# SELECTED EXCERPT
I installed an Eaton 5PX-2200 rack-mount UPS in my homelab to provide power-loss protection and as a major upgrade over my previous APC consumer unit. This UPS also came with an Eaton Network Card-MS module installed that allows me to monitor and manage the UPS over the network without the addition of a Raspberry Pi (as I had done before) running NUT. This network card can be installed/configured per the manufacturer's user guide and includes a web UI for monitoring and management. This works great and is accessible via reverse-proxy; however, the network card also supports SNMP for monitoring/management via other systems.

Enable SNMP (ideally v3 since it supports authentication and privacy) from the Eaton web UI and set a username and password. Then test SNMP access from another machine with the following command (assuming authNoPriv mode):

$ snmpwalk -v3 -l authNoPriv -u <user> -A <password> <ip_address> 1.3.6.1.4.1.705.1

In this case, 1.3.6.1.4.1.705.1 is the base MIB OID for Eaton UPSs (found in the user guide linked above) and the snmpwalk command will output all of the data under that root. More options can be found in the man pages here.

# RAW DATA

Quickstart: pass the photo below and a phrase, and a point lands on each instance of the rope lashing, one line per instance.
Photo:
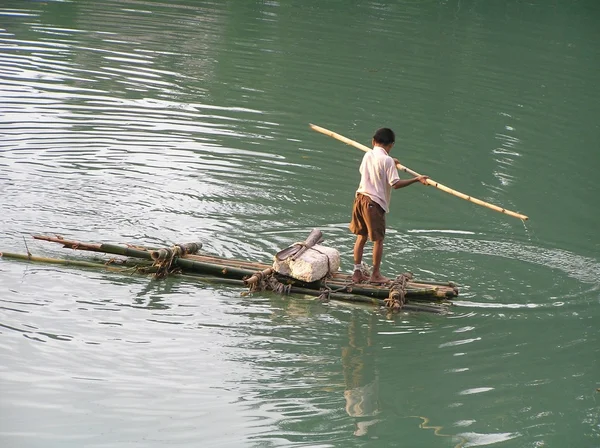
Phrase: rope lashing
(326, 291)
(397, 297)
(164, 258)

# PROBLEMS AND TASKS
- 1) Please copy the rows word for word, leaving out the pictures.
- 2) Extend the Eaton UPS SNMP write-up, starting after its last sentence.
The Eaton UPS SNMP write-up and the rows have no connection to each other.

# RESULTS IN ORDER
- 1)
Quickstart: pass the photo below and a phrase, and a point lands on each instance of the rope lashing, one line per instance.
Photo:
Phrase: rope lashing
(326, 291)
(397, 297)
(164, 258)

- 2)
With SNMP set up, I installed Network UPS Tools (NUT) on the protected servers that I wanted to shutdown automatically per the instructions on the NUT page. Specifically, I set them all up in standalone mode using the snmp-ups driver. This means that each server communicates with the UPS directly and allows me to configure the UPS behavior directly through its web interface. This also means that each protected server running NUT will shut down when the configured low power threshold is reached but that I can also override this on a per-server basis to shutdown earlier. This allows me to, for example, shed the NAS load more quickly in order to save battery power and ensure a safe shutdown.

Telegraf can be configured to read UPS data from either NUT or SNMP directly and write it to InfluxDB. I opted to read from SNMP directly since it allowed me to have full control over the metrics I was reading (including fetching some NUT didn't report) although this did require manually specifying the metrics which was a bit more work.

Telegraf can be set up simply using this docker-compose file with this Telegraf config in the same directory (renamed to eaton-server-room-telegraf.conf). Configure the InfluxDB key and the SNMP password in the .env file (along with bucket name, server addresses, etc. in the Telegraf config) and remove unneeded container definitions from docker-compose.yaml. Start the container with docker compose up -d from the same directory. Data should then be populated in InfluxDB.

This dashboard can then be loaded in Grafana to display the data.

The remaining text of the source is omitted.